**Given text**
----------
With this, I request the moderator to open the floor for question and answers. Thank you.
Thank you very much. We will now begin the question and answer session. The first question is from the line of Vishal Prasad from VP Capital. Please go ahead.
Hi good evening! So Pallak when we talk about PDS Ventures, we report mark-to-market gains.
So giving the background of us thinking in terms of mark-to-market, what is our thought process behind investing in so many companies and internally how do we measure our performance over a period of time for these investments?
Thank you for the question. So PDS Ventures was started around 7 years ago as an initiative from PDS Group to look at how the industry was moving forward. There is a lot of discussion around sustainability, circularity, and new material science in our industry. So we were seeing that some of our strategic customers were like really getting impacted. The business models are getting impacted because of all the regulatory pressure coming in and all the activist pressure coming in the West that were questioning the retailers' practices on their environmental footprint.
----------
**What is needed**
Reproduce the earnings call transcript from "Hi good evening!" to "for these investments?". The data that comes next has no connection to the earnings call transcript.
----------
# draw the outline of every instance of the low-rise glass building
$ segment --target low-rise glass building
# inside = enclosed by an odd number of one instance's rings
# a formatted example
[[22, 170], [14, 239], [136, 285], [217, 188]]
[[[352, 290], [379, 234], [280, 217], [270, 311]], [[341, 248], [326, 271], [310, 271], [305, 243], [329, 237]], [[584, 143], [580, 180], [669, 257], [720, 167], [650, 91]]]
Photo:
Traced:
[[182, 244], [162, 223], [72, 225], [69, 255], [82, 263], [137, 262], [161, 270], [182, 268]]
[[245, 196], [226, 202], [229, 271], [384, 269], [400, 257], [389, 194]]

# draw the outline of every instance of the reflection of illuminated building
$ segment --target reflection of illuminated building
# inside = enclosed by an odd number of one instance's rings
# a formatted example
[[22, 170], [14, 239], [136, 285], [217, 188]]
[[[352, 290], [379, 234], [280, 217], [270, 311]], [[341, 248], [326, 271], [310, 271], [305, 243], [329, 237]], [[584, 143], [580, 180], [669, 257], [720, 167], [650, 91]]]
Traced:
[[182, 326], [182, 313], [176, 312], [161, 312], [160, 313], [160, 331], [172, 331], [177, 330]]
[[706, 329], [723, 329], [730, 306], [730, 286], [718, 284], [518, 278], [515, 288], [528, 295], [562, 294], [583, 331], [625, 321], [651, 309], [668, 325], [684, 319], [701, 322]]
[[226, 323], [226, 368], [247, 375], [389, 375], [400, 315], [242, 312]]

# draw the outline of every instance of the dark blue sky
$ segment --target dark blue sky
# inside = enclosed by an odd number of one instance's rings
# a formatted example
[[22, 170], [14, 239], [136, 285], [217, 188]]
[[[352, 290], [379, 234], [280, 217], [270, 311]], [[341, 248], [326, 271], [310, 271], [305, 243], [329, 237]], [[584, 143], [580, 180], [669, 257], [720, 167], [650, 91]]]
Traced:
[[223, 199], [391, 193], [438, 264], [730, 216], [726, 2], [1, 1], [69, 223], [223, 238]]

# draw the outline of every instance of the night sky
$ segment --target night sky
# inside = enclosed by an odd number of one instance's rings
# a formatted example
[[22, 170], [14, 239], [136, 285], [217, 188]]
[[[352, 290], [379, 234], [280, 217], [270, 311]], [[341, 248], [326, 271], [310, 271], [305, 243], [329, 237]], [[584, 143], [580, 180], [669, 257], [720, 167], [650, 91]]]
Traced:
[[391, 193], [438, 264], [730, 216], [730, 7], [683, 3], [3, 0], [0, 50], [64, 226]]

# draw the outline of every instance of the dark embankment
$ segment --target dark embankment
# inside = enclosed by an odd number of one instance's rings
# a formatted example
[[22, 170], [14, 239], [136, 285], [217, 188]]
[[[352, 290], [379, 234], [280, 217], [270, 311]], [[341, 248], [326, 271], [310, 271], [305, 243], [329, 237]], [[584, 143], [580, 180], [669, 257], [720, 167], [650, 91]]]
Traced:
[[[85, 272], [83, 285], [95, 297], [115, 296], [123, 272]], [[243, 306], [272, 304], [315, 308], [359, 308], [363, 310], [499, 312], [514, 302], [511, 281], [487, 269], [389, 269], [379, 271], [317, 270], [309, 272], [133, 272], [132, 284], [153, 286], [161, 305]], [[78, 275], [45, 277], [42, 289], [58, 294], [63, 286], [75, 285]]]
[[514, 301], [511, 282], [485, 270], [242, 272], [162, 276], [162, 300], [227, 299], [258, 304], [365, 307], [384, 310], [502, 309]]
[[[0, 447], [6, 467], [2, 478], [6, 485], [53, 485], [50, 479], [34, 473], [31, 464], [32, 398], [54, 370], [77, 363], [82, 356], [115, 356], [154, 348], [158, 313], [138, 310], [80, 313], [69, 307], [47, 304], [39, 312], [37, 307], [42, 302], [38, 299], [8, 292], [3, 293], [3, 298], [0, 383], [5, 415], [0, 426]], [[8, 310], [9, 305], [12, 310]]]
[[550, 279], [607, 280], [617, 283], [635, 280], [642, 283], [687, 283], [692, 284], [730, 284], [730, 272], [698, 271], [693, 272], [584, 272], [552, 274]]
----------
**Correct answer**
Hi good evening! So Pallak when we talk about PDS Ventures, we report mark-to-market gains.
So giving the background of us thinking in terms of mark-to-market, what is our thought process behind investing in so many companies and internally how do we measure our performance over a period of time for these investments?